▶ _What is needed_: Your answer should hold only the lines from the one with "Spot dark concrete post in this frame." through the end of the listing below, each retyped exactly.

====== Exercise data ======

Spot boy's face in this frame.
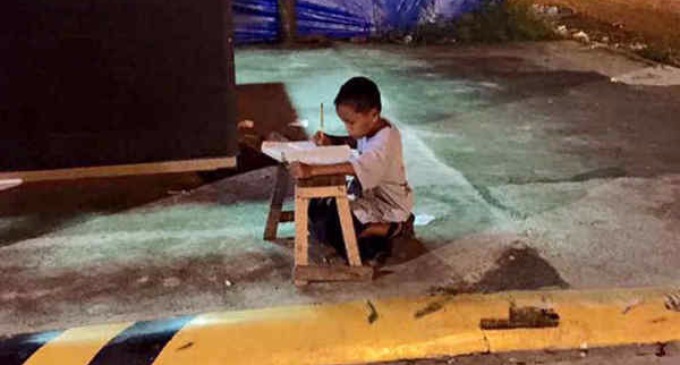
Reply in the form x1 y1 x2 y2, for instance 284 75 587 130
336 103 380 139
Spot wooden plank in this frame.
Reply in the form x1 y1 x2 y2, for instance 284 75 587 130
279 211 295 223
0 157 236 182
296 186 346 199
0 179 23 192
264 208 282 241
336 195 362 267
294 265 373 282
294 195 310 286
294 196 309 267
264 165 290 241
277 0 297 43
297 175 346 187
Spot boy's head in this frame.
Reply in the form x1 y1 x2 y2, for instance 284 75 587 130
334 77 382 138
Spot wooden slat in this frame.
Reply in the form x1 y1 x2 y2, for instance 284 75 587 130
0 179 23 192
294 196 310 286
277 0 297 43
296 175 346 187
279 171 372 284
296 186 346 199
294 265 373 282
279 211 295 223
0 157 237 182
335 195 362 267
264 165 290 241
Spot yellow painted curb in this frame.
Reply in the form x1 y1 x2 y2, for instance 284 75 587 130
153 287 680 365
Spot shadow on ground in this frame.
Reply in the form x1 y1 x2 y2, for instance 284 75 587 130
0 83 305 247
473 246 569 292
0 249 292 322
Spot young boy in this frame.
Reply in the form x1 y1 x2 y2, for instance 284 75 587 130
288 77 414 262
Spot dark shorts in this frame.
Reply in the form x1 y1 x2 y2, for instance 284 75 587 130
308 198 391 261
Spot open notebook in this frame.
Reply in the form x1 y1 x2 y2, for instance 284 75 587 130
261 141 352 165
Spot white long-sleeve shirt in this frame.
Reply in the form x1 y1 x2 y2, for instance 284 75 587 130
349 122 414 224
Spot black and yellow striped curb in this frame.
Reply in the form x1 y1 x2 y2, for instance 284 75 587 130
1 287 678 365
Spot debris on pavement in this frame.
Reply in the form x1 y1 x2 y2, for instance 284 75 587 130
480 303 560 330
622 298 643 315
656 342 667 357
414 214 436 226
176 342 194 351
414 299 447 319
532 4 560 17
629 42 648 51
580 342 589 357
366 300 379 324
555 25 568 37
532 2 679 66
610 66 680 86
573 31 590 43
163 277 181 288
532 4 574 19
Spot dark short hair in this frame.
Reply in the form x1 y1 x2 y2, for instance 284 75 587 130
334 76 382 113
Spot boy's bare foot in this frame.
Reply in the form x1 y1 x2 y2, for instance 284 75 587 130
359 218 413 239
358 222 392 238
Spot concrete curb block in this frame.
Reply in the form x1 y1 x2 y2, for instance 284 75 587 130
6 287 680 365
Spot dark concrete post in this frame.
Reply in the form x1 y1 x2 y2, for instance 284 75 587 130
278 0 297 43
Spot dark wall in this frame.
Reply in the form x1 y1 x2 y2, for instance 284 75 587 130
0 0 238 171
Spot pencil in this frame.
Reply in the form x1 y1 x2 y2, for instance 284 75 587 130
320 102 325 133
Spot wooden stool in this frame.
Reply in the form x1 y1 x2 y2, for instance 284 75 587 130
264 165 293 242
264 165 373 286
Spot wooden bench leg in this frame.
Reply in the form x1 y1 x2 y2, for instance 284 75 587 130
335 195 362 267
294 195 309 286
291 180 371 285
264 165 290 241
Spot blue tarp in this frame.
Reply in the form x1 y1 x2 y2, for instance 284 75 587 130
233 0 280 44
297 0 373 38
233 0 485 44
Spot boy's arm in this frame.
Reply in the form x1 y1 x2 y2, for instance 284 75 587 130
329 135 357 149
289 161 354 179
314 132 357 149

======

▶ _Output_:
Spot dark concrete post in this frame.
Reply in the form x1 y1 x2 y2, for instance 284 75 587 130
278 0 297 43
Spot dark wall in this frame.
Reply in the form x1 y1 x2 y2, for instance 284 75 587 130
0 0 238 171
Spot pencil in this frame.
Reply in the form x1 y1 x2 y2, for instance 284 75 587 130
320 102 325 133
Spot wooden stool in this frame.
Reply in the form x1 y1 x2 y2, for instance 284 75 587 130
264 165 293 242
264 165 373 286
Spot wooden bench leg in this frame.
Reply in the form x1 y1 x2 y2, for instance 284 75 587 130
335 195 362 267
294 195 309 286
291 180 371 285
264 165 290 241
Spot blue tarp in this frame.
Reply in the form x1 y1 x2 y2, for instance 284 75 587 130
233 0 280 44
297 0 373 38
233 0 485 44
Spot boy's arm in this frame.
Reply in the form x1 y1 x2 y2, for instance 284 75 587 130
329 135 357 149
289 161 354 179
314 132 357 149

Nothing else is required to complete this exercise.